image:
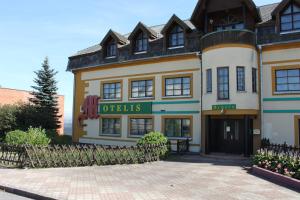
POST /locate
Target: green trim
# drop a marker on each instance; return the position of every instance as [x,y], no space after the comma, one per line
[281,111]
[174,102]
[282,99]
[174,112]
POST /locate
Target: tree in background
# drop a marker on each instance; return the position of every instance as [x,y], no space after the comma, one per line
[45,97]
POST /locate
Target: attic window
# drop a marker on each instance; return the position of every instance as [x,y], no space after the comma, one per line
[141,42]
[290,18]
[111,49]
[176,37]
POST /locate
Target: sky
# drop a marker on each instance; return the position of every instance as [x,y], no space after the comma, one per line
[33,29]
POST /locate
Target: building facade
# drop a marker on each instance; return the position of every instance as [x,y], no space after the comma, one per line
[10,96]
[224,79]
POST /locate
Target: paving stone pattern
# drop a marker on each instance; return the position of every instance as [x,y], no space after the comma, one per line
[8,196]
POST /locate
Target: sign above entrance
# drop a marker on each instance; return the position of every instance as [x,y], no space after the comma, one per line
[125,108]
[224,107]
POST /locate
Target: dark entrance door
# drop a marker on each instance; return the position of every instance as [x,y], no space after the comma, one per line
[227,136]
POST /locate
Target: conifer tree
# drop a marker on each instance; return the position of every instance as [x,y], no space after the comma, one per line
[45,97]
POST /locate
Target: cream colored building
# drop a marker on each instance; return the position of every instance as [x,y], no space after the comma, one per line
[223,80]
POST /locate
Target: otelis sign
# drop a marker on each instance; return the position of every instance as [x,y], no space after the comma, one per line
[126,108]
[90,109]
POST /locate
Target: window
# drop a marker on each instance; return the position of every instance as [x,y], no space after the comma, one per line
[254,80]
[290,18]
[228,23]
[112,91]
[240,78]
[237,26]
[142,89]
[140,126]
[179,86]
[111,49]
[176,37]
[287,80]
[141,42]
[208,81]
[111,126]
[178,127]
[223,83]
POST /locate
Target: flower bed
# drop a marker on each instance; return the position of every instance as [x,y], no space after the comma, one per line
[280,159]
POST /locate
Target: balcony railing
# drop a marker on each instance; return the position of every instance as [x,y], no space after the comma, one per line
[228,37]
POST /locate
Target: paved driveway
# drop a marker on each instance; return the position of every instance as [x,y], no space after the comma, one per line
[195,178]
[8,196]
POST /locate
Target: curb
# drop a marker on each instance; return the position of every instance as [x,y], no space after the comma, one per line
[24,193]
[277,178]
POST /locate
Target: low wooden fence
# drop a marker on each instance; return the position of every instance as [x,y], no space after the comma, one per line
[77,155]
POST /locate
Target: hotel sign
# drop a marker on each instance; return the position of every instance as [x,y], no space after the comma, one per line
[224,107]
[125,108]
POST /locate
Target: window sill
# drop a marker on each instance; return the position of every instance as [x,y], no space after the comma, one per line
[177,97]
[135,136]
[140,52]
[223,100]
[103,100]
[176,47]
[142,98]
[109,135]
[287,93]
[289,32]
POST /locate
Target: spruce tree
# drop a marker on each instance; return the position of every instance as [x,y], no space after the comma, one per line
[45,97]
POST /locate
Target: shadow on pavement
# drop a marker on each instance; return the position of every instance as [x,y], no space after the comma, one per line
[214,159]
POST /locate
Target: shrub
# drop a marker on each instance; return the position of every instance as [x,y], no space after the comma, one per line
[59,139]
[15,137]
[156,138]
[34,136]
[281,163]
[153,138]
[8,118]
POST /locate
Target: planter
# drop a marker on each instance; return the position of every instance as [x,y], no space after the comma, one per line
[277,178]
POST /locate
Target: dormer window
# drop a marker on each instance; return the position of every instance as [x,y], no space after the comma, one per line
[228,23]
[176,37]
[141,42]
[111,49]
[290,18]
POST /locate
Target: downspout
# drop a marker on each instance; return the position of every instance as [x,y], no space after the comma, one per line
[261,91]
[201,100]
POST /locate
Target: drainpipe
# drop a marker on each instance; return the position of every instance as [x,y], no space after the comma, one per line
[261,90]
[201,99]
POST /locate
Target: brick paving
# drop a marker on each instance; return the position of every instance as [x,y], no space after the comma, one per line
[193,177]
[8,196]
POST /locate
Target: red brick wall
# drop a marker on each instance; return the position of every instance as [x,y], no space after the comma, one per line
[12,96]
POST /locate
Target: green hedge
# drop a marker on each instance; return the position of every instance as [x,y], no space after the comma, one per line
[34,136]
[282,163]
[156,138]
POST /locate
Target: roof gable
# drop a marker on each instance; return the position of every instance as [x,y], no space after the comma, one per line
[177,20]
[281,6]
[140,26]
[116,36]
[202,6]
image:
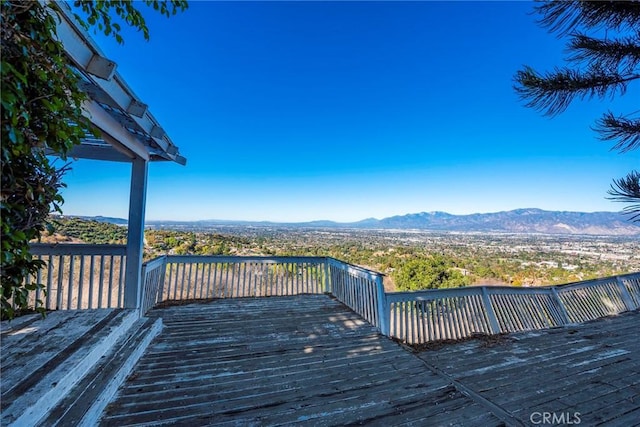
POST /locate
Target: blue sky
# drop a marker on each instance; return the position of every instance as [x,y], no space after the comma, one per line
[295,111]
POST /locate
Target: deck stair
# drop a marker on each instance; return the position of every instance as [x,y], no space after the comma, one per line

────────────────────────────────────────

**REQUIREMENT**
Images in the data above are to be skipped. Retype all other material exactly.

**COMPLETED EXERCISE**
image:
POST /locate
Target: green trim
# drop a marker on each instance; return the position of every instance as [x,y], no space after the comma, one per line
[281,111]
[174,102]
[282,99]
[174,112]
POST /locate
Target: tree in background
# drop a marker on each instance; return the position of every instance as [x,y], no space after the comma, one per line
[45,97]
POST /locate
Target: attic window
# drop a marker on each instance; return the position of every instance as [x,y], no space after the comma, one per line
[141,42]
[290,18]
[111,49]
[176,37]
POST /locate
Target: sky
# drop a marker on each instance; return the position of every instance as [x,y], no space after the comma, one per line
[33,29]
POST /locate
Target: building facade
# drop a marker on each instance; return the position of every instance as [x,y], no space after the comma, one per line
[10,96]
[224,79]
POST /locate
Target: paving stone pattern
# drop a marker on each instance; return the position of every instance as [x,y], no space after the comma, one per line
[8,196]
POST /locate
Target: sign above entrance
# drop a marker on each instance; return the position of every instance as [x,y], no space after the comma, one per line
[125,108]
[224,107]
POST /locate
Target: dark entrance door
# drop a marker on each instance; return the position of every instance as [x,y], no space after the comma, one per line
[227,136]
POST /locate
Target: conifer tree
# drop a marker on each instance; return the position of every instance as [x,y], no space after the comma, one per line
[45,97]
POST /locate
Target: cream colored building
# drop a marker on each instance; return the position of every instance as [x,y], no space after the comma, one per line
[223,80]
POST /locate
Target: otelis sign
# drop a marker on each instance; return the position of every instance as [x,y], no space after the comma, one per line
[126,108]
[90,109]
POST /locate
Target: window
# drop a marker on each instance; return the position of every instance as [x,y], no space after the comma, one per line
[254,80]
[290,18]
[228,23]
[112,91]
[240,78]
[237,26]
[142,89]
[140,126]
[179,86]
[111,49]
[176,37]
[287,80]
[141,42]
[208,81]
[111,126]
[178,127]
[223,83]
POST /locate
Target: flower bed
# drop a marker on each instance; return the position of every instance as [x,y], no space after the comma, one per line
[280,159]
POST /locate
Target: balcony railing
# drop a marker on each instance; return the position of every instance as [x,y], no space after the comma, one per line
[228,37]
POST /locate
Target: paved driveway
# drop a marker on each instance; return the position of every instance as [x,y], no space after the comma, one per line
[195,178]
[8,196]
POST /locate
Target: curb
# drop a marker on each instance; return the position of every instance as [x,y], no space after the comma, one per line
[24,193]
[277,178]
POST /locate
Target: low wooden fence
# drop a marker on each instance; return the position of every instance as [x,y], no space after the comma, one per line
[77,155]
POST /locate
Target: hotel sign
# drop a marker on each instance; return the position of every instance as [x,y], no space after the comma, one per line
[224,107]
[125,108]
POST /locate
Target: window sill
# drop a marker on each instance; return the position of every instance as [x,y], no space after the comma, one per line
[177,97]
[135,136]
[140,52]
[223,100]
[103,100]
[176,47]
[142,98]
[109,135]
[287,93]
[289,32]
POST /locate
Target: spruce tree
# drop a marker on each instance; return the position of every instance as [x,y], no space after the comma, one per line
[45,97]
POST /locate
Target: shadow on pavement
# drop a marker on each instance; return the position of every instance as [x,y], no space after the comma, one per line
[214,159]
POST /locate
Target: shrub
# drop a marker on each instance; return the position of every instance as [x,y], no space after the comma, one per line
[59,139]
[15,137]
[156,138]
[34,136]
[281,163]
[153,138]
[8,118]
POST /locate
Target: planter
# drop a marker on each instance; return the position of every instance as [x,y], no space after the comma, one per line
[277,178]
POST /locate
Target: dormer window
# drop a marker on each instance; return the position of every instance as [x,y], no space after the comma, one per line
[228,23]
[176,37]
[141,42]
[111,49]
[290,18]
POST /locate
Target: downspout
# drop a marker on each instance; return the position of every instance as [x,y], no space after the comma, one per line
[261,91]
[201,100]
POST /locate
Target: drainpipe
# drop a marker on each instance; return the position of every instance as [x,y], no space after the comma, one per line
[261,90]
[201,99]
POST /locate
Target: brick paving
# drop a marker on each instance; return the position of every instance as [x,y], no space after the comma, one per line
[193,177]
[8,196]
POST /locate
Target: red brick wall
# drop a marker on each instance; return the position of every instance as [x,y], no space after the comma, one per line
[12,96]
POST /locate
Target: green hedge
# drop a marker on each instance; return the position of every instance as [x,y], no space after the comma, one per line
[34,136]
[282,163]
[156,138]
POST /locate
Target: roof gable
# drop a marker on each instance; return the position of every instance as [x,y], no space after the comma, one per line
[177,20]
[281,6]
[140,26]
[116,36]
[202,6]
image:
POST /locate
Target: blue sky
# drop a marker on each instance; return the position of every instance as [x,y], no space after the comma, one per line
[295,111]
POST /locate
Target: deck stair
# drop a marker on each instance; return the position of every instance as [x,y], no space after the comma, one per line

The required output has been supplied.